• **To be done**
Convert the listing below into a two-column CSV with the headers request and points, giving one row for each request, its text in the first column and its answer in the second. Wrap every field in double quotes and replace line breaks inside a field with spaces.

• **Source records**
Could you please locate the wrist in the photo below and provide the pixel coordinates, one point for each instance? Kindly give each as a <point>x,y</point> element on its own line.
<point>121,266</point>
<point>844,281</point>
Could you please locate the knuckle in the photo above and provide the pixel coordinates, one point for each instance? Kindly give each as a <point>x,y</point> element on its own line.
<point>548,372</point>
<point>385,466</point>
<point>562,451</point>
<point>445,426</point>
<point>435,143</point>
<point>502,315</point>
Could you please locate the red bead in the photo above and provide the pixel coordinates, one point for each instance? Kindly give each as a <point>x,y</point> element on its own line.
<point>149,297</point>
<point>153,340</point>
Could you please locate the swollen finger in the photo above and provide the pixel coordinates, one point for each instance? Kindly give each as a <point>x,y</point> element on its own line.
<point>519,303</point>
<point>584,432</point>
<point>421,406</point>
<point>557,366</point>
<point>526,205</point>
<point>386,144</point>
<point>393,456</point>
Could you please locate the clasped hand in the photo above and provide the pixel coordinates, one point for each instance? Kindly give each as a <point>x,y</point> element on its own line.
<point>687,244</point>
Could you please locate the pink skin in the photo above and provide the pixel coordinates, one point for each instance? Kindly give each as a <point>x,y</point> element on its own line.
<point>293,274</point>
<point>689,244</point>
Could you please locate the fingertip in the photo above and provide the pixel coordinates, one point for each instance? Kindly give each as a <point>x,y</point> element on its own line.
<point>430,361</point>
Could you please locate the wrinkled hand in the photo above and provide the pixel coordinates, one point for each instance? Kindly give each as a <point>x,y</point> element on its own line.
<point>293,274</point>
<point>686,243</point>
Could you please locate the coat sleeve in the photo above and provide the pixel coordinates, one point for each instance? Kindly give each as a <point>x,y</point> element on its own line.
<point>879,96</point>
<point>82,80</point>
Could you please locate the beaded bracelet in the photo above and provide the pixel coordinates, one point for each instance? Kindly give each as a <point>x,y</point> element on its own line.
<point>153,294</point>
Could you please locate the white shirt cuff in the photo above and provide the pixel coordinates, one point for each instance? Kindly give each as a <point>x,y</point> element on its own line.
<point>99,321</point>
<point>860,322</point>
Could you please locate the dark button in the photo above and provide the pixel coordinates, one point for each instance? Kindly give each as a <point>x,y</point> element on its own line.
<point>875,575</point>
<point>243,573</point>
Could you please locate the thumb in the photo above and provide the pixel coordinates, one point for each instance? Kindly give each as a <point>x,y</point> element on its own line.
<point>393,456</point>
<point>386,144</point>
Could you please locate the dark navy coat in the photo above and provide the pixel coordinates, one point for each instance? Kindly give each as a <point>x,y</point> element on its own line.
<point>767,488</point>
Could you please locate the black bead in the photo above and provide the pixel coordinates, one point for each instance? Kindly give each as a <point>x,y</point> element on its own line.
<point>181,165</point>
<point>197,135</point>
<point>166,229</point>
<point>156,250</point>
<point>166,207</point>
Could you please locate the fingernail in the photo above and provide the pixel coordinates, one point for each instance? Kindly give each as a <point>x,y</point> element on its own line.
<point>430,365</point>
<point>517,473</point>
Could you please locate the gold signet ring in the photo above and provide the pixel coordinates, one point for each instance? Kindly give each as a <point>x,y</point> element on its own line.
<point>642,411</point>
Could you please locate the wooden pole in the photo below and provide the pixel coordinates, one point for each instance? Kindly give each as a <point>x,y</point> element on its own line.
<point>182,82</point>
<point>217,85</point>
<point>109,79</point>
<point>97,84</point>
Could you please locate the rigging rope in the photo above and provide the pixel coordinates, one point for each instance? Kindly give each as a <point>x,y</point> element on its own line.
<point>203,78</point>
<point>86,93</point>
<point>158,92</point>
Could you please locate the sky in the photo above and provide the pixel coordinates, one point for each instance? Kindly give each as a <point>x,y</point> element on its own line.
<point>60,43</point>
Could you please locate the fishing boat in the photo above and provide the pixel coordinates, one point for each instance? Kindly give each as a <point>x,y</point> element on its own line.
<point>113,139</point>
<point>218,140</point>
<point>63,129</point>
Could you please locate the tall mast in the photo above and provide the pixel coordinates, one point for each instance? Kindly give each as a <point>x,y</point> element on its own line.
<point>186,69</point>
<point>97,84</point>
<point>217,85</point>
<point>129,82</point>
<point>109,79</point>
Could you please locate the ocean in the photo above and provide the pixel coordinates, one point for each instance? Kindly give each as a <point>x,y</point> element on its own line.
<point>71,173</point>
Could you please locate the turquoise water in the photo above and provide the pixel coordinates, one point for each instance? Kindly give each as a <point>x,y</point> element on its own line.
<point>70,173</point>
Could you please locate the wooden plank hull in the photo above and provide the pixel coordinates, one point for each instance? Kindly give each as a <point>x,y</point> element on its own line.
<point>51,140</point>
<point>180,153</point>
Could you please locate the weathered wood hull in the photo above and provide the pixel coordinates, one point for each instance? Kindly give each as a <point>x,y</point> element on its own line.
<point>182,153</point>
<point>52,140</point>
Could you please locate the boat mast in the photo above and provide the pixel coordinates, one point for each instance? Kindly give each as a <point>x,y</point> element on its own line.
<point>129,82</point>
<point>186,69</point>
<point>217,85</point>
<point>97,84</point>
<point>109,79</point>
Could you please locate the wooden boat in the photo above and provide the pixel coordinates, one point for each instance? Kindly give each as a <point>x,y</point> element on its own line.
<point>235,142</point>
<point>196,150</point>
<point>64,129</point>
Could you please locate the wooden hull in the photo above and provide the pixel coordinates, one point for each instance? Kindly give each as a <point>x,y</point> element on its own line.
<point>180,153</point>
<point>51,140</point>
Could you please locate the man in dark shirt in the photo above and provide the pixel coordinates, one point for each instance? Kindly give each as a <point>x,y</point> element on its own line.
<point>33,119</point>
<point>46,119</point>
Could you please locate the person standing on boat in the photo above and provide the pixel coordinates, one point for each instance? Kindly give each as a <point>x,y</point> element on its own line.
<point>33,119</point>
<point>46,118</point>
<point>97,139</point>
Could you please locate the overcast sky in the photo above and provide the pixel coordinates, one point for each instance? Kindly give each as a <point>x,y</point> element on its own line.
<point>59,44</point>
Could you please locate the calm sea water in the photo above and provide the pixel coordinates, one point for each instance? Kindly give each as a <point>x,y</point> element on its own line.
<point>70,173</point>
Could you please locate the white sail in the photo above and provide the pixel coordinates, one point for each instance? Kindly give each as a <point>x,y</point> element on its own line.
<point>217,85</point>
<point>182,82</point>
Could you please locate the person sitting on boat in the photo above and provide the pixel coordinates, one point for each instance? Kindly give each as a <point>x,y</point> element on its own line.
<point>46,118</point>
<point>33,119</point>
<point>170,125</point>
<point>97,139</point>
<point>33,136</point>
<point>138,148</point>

• **Written response**
request,points
"Could you please locate the wrist in the photo below and provide the pixel coordinates, one point for each instance? Kindly give each as a <point>x,y</point> element on its own line.","<point>121,266</point> <point>844,281</point>"
"Could you please locate the knuckle in the photo above and provide the pixel coordinates, one point for each instance? Kindly give each as a <point>x,y</point> element on its own line.","<point>548,372</point> <point>385,466</point> <point>562,451</point> <point>445,426</point> <point>435,143</point> <point>502,315</point>"
"Could you please locate the red bead in the photo above and provide the pixel coordinates, one point for each instance? Kindly give each as a <point>x,y</point> element on its own line.","<point>149,297</point> <point>153,340</point>"
"Could you please locate the swollen finger in the photo above and provide the pixel coordinates, one point for each instance? Kindly give each as a <point>x,y</point> element on its own line.","<point>519,303</point> <point>584,432</point> <point>421,406</point> <point>557,366</point> <point>526,205</point> <point>386,144</point> <point>393,456</point>"
"Could you please locate the clasped hand in the photo above and provide the pixel coordinates, one point for each instance? Kindly give each as a <point>x,y</point> element on its own line.","<point>687,244</point>"
"Could you please locate the pink skin in the photo above and provide the pixel coordinates, one point for each instance? Kindly give each as a <point>x,y</point> element on its own line.","<point>293,274</point> <point>689,244</point>"
"Could you please locate the fingertip in the photo above and provide the pixel coordinates, one point for each instance? Kindly give each as a <point>x,y</point> element on its own line.","<point>430,361</point>"
"Could you please locate the wrinkled hand in the photo above and provide the pixel coordinates, one point for each instance? Kindly give each as a <point>x,y</point> element on its own line.","<point>293,274</point> <point>686,243</point>"
"Could you please locate the coat sleeve in the photo above and provide the pixel coordinates, one point for each instance? Kindly give each as a <point>x,y</point> element on its own line.","<point>879,96</point> <point>82,80</point>"
"Could you please locate the beaded bracelet in the photo above and provide the pixel coordinates, one point for each instance? Kindly give each as a <point>x,y</point> element on its own line.","<point>153,294</point>"
"Could you please locate the white shirt cuff in the photo above and provide the pixel coordinates, one point for each instance? Kindly give each as a <point>x,y</point> element on its own line.","<point>99,321</point> <point>860,322</point>"
"Could you please locate the dark button in the photo above and provide the pixel coordinates, one point for each instance? Kindly give each as a <point>x,y</point> element on its own line.","<point>875,575</point> <point>243,573</point>"
"Could you please locate the thumb in the photo above and provide the pixel coordinates, one point for each instance? Kindly give each as a <point>x,y</point> element on its own line.","<point>393,456</point> <point>386,144</point>"
"Could you please locate the dark navy coat in the photo above and provide the pixel coordinates, one point for each instance? Kindly give each as a <point>x,y</point> element on its own line.","<point>767,488</point>"
"Could you please locate the black bead in the photo above and provide the pixel coordinates, one point for each instance? Kindly give each as a <point>x,y</point> element on its own line.","<point>181,165</point> <point>197,135</point> <point>166,229</point> <point>156,250</point> <point>166,207</point>"
"Could you please locate the fingernail in the photo above and provide the pixel coordinates, one point for each instance? Kindly give each as a <point>x,y</point> element on its own line.","<point>430,365</point> <point>517,473</point>"
"Could you please locate the gold signet ring in the photo above and provide the pixel coordinates, one point for each instance? Kindly give each as a <point>x,y</point> element on its own line.","<point>642,411</point>"
"Could you please locate the wooden pole in the photo below and provide the pixel coordinates, one point for each instance? Kindly give each as a <point>x,y</point> element on its own line.","<point>182,82</point> <point>217,85</point> <point>109,79</point> <point>97,84</point>"
"Could you please locate the rigging rope in the photo above and provide the pixel coordinates, one point for each instance? Kindly give each as a <point>x,y</point> element on its own line.","<point>203,78</point> <point>86,93</point> <point>158,92</point>"
"Could you please locate the sky in the photo above and provide the pixel coordinates, one point for each instance? Kindly give each as a <point>x,y</point> element on its own line.","<point>60,43</point>"
"Could you please locate the fishing boat in the photo above and provide the pixel coordinates, one point for each instance? Kindly give each as a <point>x,y</point> element on its own line.","<point>113,139</point> <point>218,140</point> <point>63,129</point>"
"Could you please locate the tall mast in the photo above and provide the pixel coordinates, one point for each instance? Kindly give each as a <point>x,y</point> element on its own line.","<point>186,69</point> <point>97,84</point> <point>217,85</point> <point>129,82</point> <point>109,79</point>"
"Could you please locate the ocean in the photo above and provide the pixel coordinates, one point for each instance? Kindly give each as a <point>x,y</point> element on its own line.","<point>71,173</point>"
"Could you please locate the turquoise water in the photo above and provide the pixel coordinates, one point for each instance? Kindly give each as a <point>x,y</point> element on its own line.","<point>70,173</point>"
"Could you please locate the wooden plank hull in the photo above and provide the pixel coordinates, one point for each instance? Kindly give each as a <point>x,y</point> element on its own line.","<point>51,140</point> <point>180,153</point>"
"Could you please locate the weathered wood hull in the photo above and provide the pixel coordinates, one point for each instance? Kindly give each as a <point>x,y</point> element on its own line.","<point>182,153</point> <point>52,140</point>"
"Could you please locate the boat mast in the photo above and provide the pixel coordinates, one point for each instance? Kindly give each as a <point>x,y</point> element on its own line.","<point>129,82</point> <point>186,69</point> <point>217,85</point> <point>97,84</point> <point>109,79</point>"
"Could you please locate the wooden boat in the photo above and provide the pixel coordinates, one point for each instance? Kindly give each as a <point>x,y</point> element on its own line.","<point>235,142</point> <point>196,150</point> <point>64,129</point>"
"Could you please locate the wooden hull in the photo above and provide the pixel coordinates, one point for each instance? Kindly give each as a <point>x,y</point> element on its own line.","<point>180,153</point> <point>51,140</point>"
"Could you please locate the man in dark shirt in the photo above and provide the pixel coordinates, one point for each instance? Kindly give each as a <point>x,y</point> element on its own line.","<point>33,119</point> <point>46,119</point>"
"Could you please locate the person standing on boat in the photo above and provide the pixel coordinates, one point for each instance? Kindly give each as a <point>x,y</point> element on its own line.","<point>33,119</point> <point>46,118</point> <point>97,139</point>"
"Could you please locate the overcast sky in the photo above and provide the pixel coordinates, one point for each instance? Kindly give each as a <point>x,y</point> element on its own line.","<point>59,44</point>"
"Could you please locate the calm sea water in the photo above and provide the pixel coordinates, one point for each instance? Kindly give each as a <point>x,y</point> element on its own line.","<point>70,173</point>"
"Could you please locate the white sail in the photo above and provide the pixel coordinates, one point for each instance? Kindly give each as a <point>x,y</point> element on its own line.","<point>217,85</point> <point>182,82</point>"
"Could you please locate the person sitting on boat in the photo above and provide the pixel coordinates, one point for each instance? Kindly give each as a <point>x,y</point> element on its own line.","<point>46,118</point> <point>33,119</point> <point>170,125</point> <point>97,139</point> <point>33,136</point> <point>138,148</point>"